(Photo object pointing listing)
········
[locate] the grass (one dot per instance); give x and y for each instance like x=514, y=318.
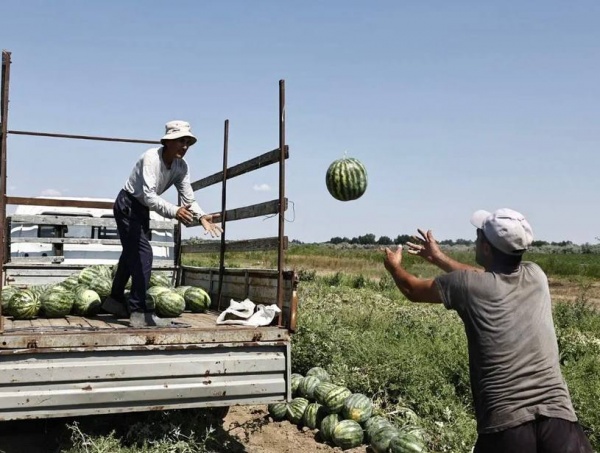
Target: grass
x=403, y=354
x=353, y=322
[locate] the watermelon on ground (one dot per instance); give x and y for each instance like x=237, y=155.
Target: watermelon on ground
x=346, y=179
x=159, y=279
x=87, y=302
x=277, y=410
x=56, y=303
x=169, y=304
x=24, y=304
x=358, y=407
x=197, y=300
x=328, y=424
x=347, y=434
x=319, y=373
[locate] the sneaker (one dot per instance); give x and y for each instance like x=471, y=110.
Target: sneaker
x=115, y=308
x=140, y=319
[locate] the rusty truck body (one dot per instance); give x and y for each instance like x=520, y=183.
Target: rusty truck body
x=76, y=365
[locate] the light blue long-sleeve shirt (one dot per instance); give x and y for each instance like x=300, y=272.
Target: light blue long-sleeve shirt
x=150, y=178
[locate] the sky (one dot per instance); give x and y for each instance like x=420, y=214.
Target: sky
x=451, y=106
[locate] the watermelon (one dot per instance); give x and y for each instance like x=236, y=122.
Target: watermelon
x=334, y=399
x=56, y=303
x=346, y=179
x=307, y=386
x=102, y=286
x=313, y=415
x=406, y=416
x=347, y=434
x=70, y=282
x=7, y=293
x=374, y=423
x=327, y=426
x=321, y=391
x=320, y=373
x=89, y=274
x=407, y=443
x=357, y=407
x=169, y=304
x=152, y=295
x=380, y=438
x=197, y=300
x=181, y=290
x=24, y=304
x=159, y=279
x=295, y=382
x=295, y=410
x=87, y=302
x=277, y=410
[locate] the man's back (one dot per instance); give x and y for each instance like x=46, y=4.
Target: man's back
x=513, y=353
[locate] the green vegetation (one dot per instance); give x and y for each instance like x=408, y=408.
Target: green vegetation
x=355, y=324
········
▶ **PROBLEM DETAILS**
Can you set out every line of the listing above as a numbered list, skipping any blank lines and leaving the pictures out?

▶ **OUTPUT**
1. [locate] the grass (one dot per instance); give x and y for each instance like x=514, y=318.
2. Target: grass
3. x=403, y=354
4. x=353, y=322
5. [locate] the watermelon on ground (one dot per instance); give x and y for each instance like x=237, y=155.
6. Target: watermelon on ground
7. x=346, y=179
8. x=159, y=279
9. x=87, y=302
10. x=277, y=410
11. x=56, y=303
12. x=169, y=304
13. x=24, y=304
14. x=358, y=407
15. x=197, y=300
16. x=328, y=424
17. x=347, y=434
18. x=319, y=373
19. [locate] the sneaker (one dot per instance); give x and y for each instance like x=471, y=110.
20. Target: sneaker
21. x=115, y=308
22. x=140, y=319
23. [locate] the rusty truck body (one dot per instance); give x and y for each instance like x=520, y=183.
24. Target: rusty truck body
25. x=76, y=365
26. [locate] the light blue long-sleeve shirt (one dot per instance); give x and y for each instance like x=300, y=272.
27. Target: light blue long-sleeve shirt
28. x=150, y=178
29. [locate] the sky (one dot per instance); give x and y for each instance like x=420, y=214.
30. Target: sky
31. x=451, y=106
32. [locate] the watermelon (one dot per instance); give x and y for each instance like x=236, y=122.
33. Target: watermelon
34. x=334, y=399
35. x=56, y=303
36. x=346, y=179
37. x=307, y=386
38. x=102, y=286
39. x=313, y=415
40. x=406, y=416
41. x=347, y=434
42. x=70, y=282
43. x=7, y=293
44. x=374, y=423
45. x=327, y=426
46. x=321, y=391
47. x=320, y=373
48. x=89, y=274
49. x=407, y=443
50. x=357, y=407
51. x=169, y=304
52. x=152, y=295
53. x=380, y=438
54. x=197, y=300
55. x=181, y=290
56. x=24, y=304
57. x=159, y=279
58. x=295, y=382
59. x=295, y=410
60. x=87, y=302
61. x=277, y=410
62. [locate] the man's back (one dot per instance); give x and y for each instance like x=46, y=4.
63. Target: man's back
64. x=513, y=353
65. [locate] the green vegetation (one dot per instance); give x and y for each instance like x=408, y=408.
66. Target: green vegetation
67. x=355, y=324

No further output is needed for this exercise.